Written request A: According to the extract about suppliers and the toy and electronics businesses, in what year did the company increase its direct purchasing from manufacturers?

Although we increased our direct purchasing from manufacturers during 1998, we
continue to purchase a majority of our book, music, and video titles from these
three suppliers. We do not have long-term contracts or arrangements with most of
our vendors to guarantee the availability of merchandise, particular payment
terms or the extension of credit limits. Our current vendors may stop selling
merchandise to us on acceptable terms. We may not be able to acquire merchandise
from other suppliers in a timely and efficient manner and on acceptable terms.

  We Face Inventory and Forecasting Risk with our Toy and Electronics Businesses

     The toy and electronics businesses are difficult to manage and have
inherent complexities that differ from those encountered in the book, music, and
video businesses. Because we are a new participant in these markets, we do not
yet have a basis to forecast product demand. Further, the acquisition of many of
the toy and electronics products that we offer involves a significant lead-time
and up-front financial commitment.

                                       22
<PAGE>   23

     We will be exposed to significant inventory risks as a result of
seasonality and rapid changes in product cycles, consumer tastes and "fads" in
the market for such products. In order to achieve success in our toy and
electronics sales categories, we must seek to predict these trends and attempt
neither to overstock unpopular nor understock popular products. The demand for
products can change between the time they are ordered and the date of eventual
sale. We will be particularly exposed to this risk in the first year of
operations in our toy and consumer electronics businesses, particularly in
anticipation of the holiday selling season.

     Our ability to negotiate satisfactory terms with manufacturers or suppliers
so that we might stock certain "preferred" products or brands in the toy and
consumer electronics businesses may be affected by our time of entry in such
lines of business and the competitive positions of other physical stores and
catalog and online retailers.

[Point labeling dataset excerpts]

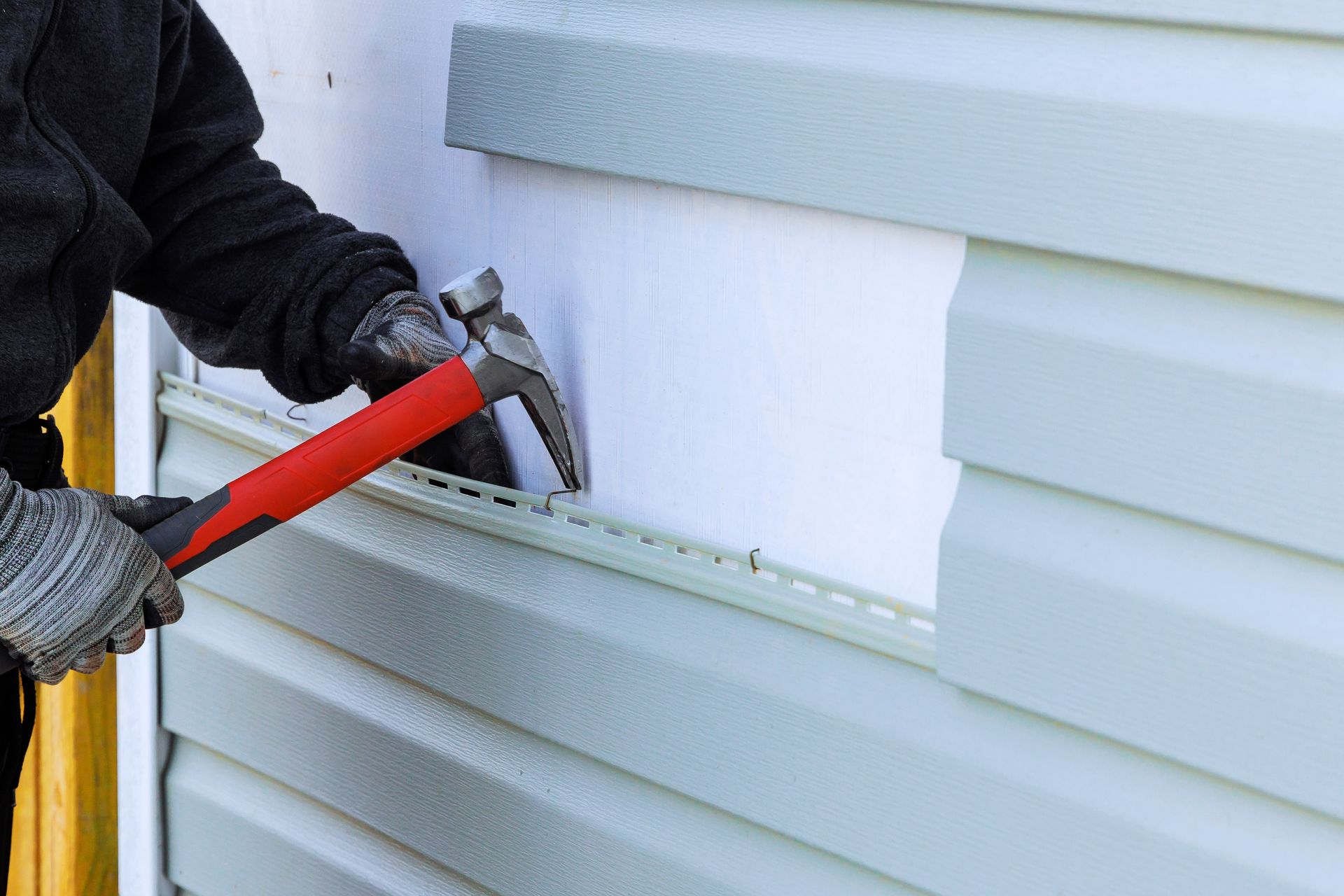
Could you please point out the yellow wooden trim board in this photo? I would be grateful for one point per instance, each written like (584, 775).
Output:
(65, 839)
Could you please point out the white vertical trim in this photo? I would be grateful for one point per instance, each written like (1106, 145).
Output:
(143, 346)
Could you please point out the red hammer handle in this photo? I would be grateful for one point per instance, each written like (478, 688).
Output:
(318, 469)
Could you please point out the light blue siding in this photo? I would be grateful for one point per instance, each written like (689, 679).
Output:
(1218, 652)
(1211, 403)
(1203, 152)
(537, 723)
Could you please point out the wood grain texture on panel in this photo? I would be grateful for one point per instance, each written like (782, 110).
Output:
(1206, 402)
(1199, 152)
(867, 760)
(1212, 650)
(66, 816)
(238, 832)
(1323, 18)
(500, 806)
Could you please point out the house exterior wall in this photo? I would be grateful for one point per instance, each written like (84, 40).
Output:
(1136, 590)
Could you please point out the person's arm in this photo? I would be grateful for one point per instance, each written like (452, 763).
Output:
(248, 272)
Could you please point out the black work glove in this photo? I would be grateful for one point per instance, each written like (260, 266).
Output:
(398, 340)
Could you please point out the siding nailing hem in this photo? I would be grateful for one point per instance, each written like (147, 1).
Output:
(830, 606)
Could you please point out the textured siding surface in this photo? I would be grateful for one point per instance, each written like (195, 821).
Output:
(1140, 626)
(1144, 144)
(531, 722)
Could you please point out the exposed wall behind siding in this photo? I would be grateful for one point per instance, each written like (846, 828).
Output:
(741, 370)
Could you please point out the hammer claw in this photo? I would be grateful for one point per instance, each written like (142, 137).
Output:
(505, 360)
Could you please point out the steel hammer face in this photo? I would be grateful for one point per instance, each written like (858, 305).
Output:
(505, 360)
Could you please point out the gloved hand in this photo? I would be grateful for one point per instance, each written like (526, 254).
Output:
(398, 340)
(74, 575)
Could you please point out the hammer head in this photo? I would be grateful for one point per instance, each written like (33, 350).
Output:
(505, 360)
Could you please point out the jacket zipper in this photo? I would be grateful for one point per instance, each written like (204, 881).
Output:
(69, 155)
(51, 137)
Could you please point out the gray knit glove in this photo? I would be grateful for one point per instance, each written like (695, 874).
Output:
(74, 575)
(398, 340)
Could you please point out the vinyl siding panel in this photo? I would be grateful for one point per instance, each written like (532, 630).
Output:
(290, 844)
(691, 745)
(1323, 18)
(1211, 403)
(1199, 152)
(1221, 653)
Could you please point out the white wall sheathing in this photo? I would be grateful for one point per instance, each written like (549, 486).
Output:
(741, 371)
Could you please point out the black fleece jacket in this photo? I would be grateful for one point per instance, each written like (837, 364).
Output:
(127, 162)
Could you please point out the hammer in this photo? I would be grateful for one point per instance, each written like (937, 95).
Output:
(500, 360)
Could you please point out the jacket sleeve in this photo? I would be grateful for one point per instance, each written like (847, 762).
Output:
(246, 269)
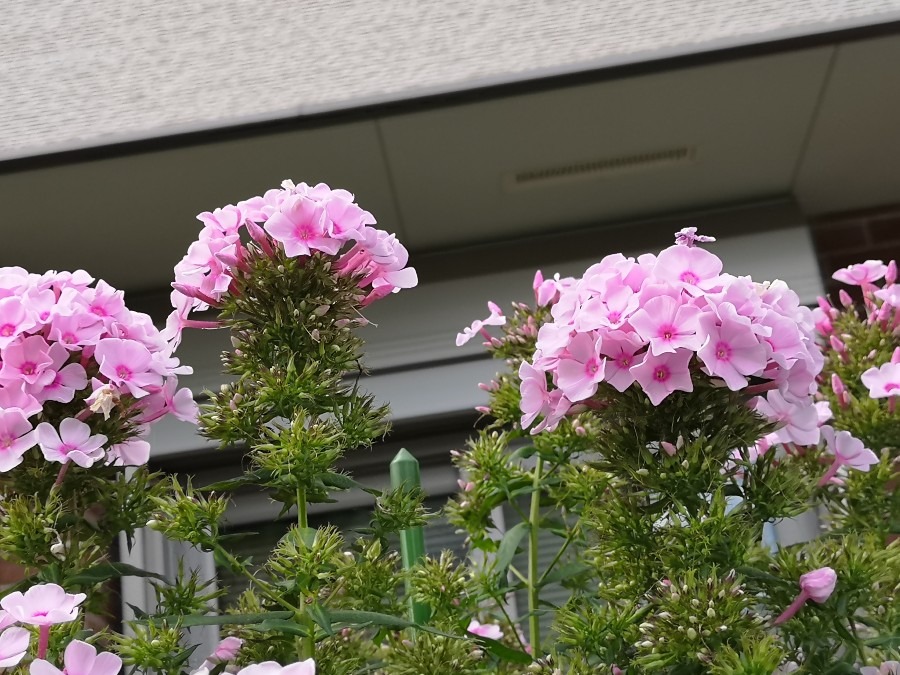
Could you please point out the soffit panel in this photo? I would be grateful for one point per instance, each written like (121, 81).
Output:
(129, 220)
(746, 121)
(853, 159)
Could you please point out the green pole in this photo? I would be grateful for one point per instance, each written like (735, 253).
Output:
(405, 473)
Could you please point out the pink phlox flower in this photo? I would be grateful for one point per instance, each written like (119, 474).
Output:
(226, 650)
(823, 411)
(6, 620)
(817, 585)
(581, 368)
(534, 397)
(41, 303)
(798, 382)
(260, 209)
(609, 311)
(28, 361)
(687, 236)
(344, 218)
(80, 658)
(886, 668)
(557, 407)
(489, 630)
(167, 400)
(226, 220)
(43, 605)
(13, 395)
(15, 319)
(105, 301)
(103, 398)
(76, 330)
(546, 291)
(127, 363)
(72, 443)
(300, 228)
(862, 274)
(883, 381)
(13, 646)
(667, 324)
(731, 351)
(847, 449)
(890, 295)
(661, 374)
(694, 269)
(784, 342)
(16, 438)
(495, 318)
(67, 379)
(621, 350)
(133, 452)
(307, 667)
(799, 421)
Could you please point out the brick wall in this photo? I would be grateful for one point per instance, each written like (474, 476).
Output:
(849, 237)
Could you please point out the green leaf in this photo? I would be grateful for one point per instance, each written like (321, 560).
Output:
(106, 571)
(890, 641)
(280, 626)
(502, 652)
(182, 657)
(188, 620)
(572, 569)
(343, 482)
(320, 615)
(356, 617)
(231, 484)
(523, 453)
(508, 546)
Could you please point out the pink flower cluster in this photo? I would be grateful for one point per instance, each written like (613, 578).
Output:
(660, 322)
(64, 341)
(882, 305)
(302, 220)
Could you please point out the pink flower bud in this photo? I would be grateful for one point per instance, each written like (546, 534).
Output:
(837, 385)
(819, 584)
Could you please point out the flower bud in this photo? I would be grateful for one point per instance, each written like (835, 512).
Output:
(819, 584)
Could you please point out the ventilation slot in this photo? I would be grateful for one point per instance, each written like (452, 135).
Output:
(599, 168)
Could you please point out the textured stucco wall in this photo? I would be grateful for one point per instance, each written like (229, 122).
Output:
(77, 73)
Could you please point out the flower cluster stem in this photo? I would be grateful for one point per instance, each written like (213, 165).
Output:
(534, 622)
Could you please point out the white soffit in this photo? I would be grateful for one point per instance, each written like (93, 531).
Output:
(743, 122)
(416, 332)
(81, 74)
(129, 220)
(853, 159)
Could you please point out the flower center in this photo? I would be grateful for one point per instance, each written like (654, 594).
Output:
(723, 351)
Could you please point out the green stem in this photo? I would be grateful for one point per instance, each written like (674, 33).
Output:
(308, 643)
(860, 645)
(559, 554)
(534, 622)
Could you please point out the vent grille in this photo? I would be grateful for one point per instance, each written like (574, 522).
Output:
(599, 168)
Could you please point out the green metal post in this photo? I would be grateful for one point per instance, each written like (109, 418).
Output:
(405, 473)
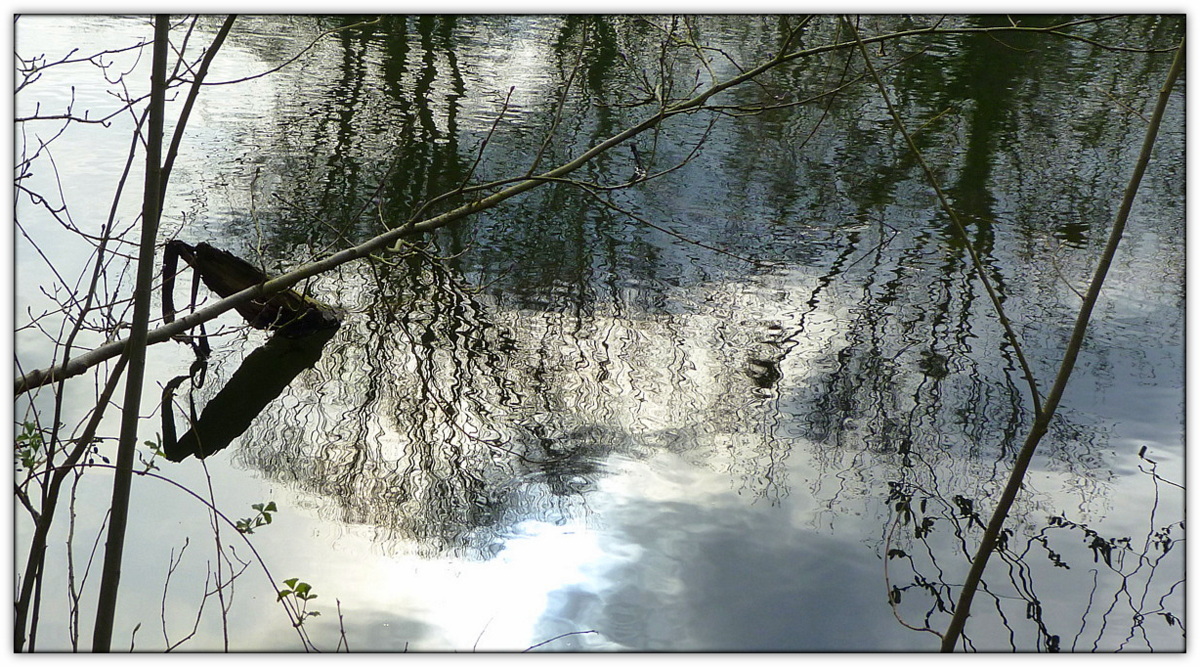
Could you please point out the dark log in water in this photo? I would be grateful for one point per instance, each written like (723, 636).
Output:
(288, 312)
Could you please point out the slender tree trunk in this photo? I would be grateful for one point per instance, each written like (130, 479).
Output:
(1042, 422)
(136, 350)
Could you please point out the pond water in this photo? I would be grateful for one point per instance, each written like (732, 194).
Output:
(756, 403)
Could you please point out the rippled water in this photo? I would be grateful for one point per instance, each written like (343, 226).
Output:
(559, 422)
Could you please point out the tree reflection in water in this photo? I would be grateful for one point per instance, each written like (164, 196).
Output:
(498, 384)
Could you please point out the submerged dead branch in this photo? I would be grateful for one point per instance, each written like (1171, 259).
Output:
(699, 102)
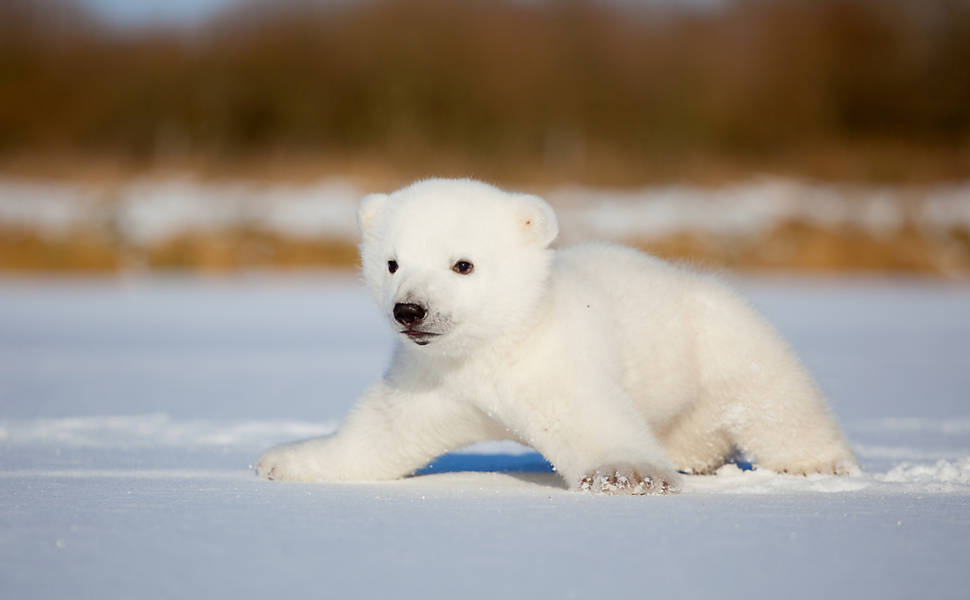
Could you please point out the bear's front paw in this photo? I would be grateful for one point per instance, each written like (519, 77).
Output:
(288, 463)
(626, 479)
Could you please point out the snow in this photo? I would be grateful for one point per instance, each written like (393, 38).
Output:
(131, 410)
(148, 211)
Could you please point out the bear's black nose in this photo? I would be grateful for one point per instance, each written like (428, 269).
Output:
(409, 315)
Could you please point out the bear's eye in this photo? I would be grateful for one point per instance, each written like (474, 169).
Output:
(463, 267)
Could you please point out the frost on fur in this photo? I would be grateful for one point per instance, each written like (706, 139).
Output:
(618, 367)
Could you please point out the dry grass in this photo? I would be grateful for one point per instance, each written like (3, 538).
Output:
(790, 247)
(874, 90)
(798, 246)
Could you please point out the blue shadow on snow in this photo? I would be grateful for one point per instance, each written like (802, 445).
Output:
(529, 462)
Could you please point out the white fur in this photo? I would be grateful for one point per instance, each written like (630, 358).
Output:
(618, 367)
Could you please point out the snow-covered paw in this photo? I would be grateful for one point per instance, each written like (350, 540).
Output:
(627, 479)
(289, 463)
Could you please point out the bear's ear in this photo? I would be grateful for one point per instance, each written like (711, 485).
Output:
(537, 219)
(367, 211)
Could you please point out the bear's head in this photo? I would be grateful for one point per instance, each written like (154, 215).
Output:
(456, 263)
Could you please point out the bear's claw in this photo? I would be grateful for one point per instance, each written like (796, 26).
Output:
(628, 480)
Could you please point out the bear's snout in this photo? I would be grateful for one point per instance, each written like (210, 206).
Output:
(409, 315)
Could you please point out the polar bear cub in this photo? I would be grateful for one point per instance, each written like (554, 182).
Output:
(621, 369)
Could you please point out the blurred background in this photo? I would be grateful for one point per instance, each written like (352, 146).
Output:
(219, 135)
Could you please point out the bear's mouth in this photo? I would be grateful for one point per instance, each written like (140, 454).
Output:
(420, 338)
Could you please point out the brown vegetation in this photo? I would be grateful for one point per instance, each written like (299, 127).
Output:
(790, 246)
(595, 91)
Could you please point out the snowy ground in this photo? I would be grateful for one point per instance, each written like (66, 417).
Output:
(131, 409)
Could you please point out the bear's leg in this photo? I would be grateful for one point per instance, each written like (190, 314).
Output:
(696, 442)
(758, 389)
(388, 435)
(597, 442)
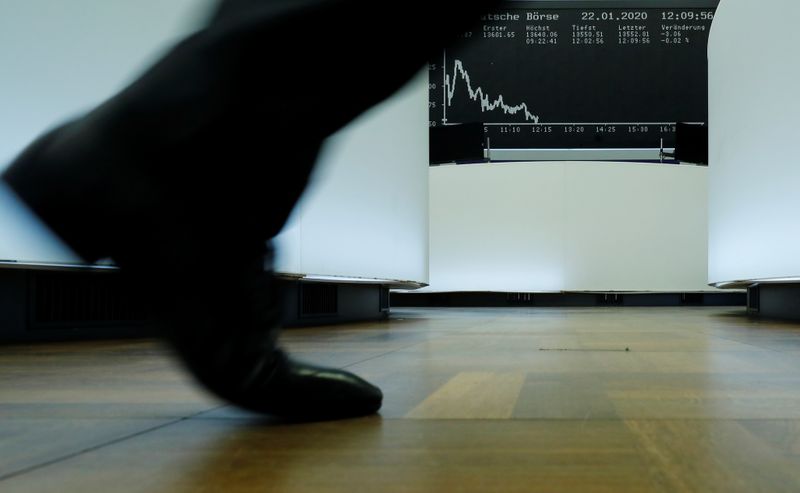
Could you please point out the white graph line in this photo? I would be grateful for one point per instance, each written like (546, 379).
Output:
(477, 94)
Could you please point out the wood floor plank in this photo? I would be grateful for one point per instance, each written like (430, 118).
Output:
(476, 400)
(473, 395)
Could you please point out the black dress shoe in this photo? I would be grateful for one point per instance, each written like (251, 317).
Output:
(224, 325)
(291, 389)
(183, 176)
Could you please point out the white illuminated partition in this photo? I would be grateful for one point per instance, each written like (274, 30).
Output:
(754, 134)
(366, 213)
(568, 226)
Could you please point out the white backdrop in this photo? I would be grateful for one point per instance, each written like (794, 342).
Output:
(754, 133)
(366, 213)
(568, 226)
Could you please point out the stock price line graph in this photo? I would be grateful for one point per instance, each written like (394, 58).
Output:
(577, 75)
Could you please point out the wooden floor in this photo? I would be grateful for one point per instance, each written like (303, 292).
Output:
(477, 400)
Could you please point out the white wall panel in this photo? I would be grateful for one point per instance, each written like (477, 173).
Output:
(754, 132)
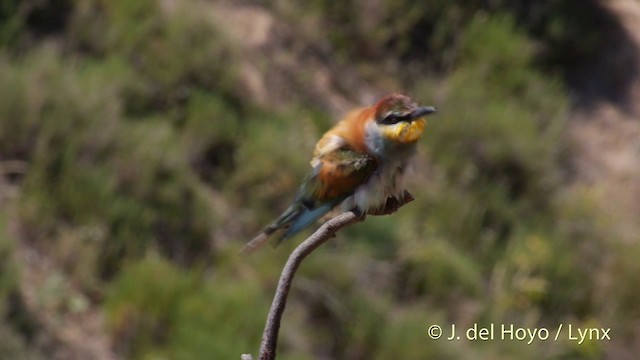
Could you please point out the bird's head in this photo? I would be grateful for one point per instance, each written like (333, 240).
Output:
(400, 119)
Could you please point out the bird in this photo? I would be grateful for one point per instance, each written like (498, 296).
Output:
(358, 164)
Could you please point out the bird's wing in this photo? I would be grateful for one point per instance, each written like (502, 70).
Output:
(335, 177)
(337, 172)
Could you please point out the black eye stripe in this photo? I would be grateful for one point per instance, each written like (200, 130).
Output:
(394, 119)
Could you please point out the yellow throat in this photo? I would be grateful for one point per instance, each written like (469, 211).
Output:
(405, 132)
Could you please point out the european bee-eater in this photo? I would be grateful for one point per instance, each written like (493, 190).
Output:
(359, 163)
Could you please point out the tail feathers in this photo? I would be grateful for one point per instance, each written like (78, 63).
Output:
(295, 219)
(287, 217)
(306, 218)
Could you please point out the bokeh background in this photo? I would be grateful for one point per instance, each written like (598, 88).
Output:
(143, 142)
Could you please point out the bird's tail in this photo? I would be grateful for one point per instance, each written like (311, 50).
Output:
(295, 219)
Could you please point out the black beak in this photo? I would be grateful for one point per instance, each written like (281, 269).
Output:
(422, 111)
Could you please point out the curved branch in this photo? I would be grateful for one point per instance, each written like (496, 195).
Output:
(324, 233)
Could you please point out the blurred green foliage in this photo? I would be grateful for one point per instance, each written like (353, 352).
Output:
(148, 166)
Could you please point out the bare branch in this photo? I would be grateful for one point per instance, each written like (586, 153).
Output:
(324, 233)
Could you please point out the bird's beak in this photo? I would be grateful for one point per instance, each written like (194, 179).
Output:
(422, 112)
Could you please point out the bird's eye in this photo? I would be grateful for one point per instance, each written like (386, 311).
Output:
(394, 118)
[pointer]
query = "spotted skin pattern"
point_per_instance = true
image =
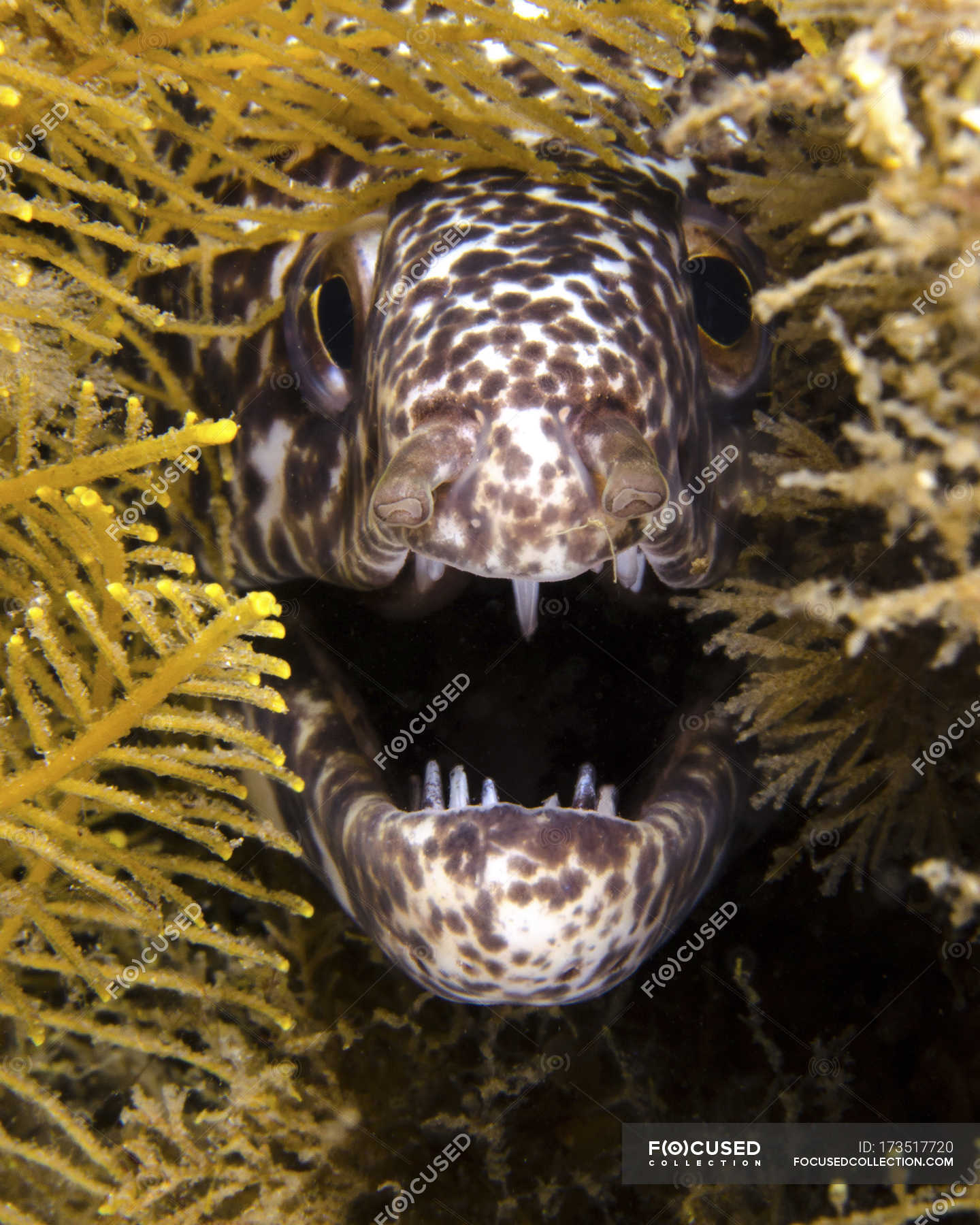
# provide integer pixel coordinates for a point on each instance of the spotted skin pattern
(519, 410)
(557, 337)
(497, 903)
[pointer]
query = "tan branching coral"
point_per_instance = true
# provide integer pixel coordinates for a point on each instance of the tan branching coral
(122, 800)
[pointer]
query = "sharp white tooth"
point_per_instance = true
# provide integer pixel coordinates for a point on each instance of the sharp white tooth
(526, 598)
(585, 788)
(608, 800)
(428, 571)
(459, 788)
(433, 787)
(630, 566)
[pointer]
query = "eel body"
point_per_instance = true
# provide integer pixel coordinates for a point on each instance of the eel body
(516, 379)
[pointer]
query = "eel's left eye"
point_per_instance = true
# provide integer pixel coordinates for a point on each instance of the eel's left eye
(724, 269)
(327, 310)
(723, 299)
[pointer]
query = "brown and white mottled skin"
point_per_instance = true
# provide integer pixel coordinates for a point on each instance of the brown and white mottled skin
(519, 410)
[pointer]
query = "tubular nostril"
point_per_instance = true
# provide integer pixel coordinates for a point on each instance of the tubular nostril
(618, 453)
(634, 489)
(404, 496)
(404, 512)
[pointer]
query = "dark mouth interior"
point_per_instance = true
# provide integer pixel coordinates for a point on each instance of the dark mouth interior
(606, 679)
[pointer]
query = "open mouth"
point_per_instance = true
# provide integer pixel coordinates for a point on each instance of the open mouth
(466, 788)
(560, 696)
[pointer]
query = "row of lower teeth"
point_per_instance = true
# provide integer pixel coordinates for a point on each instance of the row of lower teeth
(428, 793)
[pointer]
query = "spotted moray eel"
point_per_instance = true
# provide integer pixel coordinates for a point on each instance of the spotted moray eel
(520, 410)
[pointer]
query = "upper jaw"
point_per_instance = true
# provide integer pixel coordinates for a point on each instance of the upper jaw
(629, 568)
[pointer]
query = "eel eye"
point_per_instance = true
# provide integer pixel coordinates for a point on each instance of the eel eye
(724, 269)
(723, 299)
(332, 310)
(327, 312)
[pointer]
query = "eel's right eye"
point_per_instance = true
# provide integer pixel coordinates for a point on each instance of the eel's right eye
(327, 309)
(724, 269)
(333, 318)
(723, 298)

Written request B: Count the lines in the rows above that contain the string "panel", treating uppercase and lowercase as different. Reply with the number alone.

Written solution A: 1998

Written solution B: 4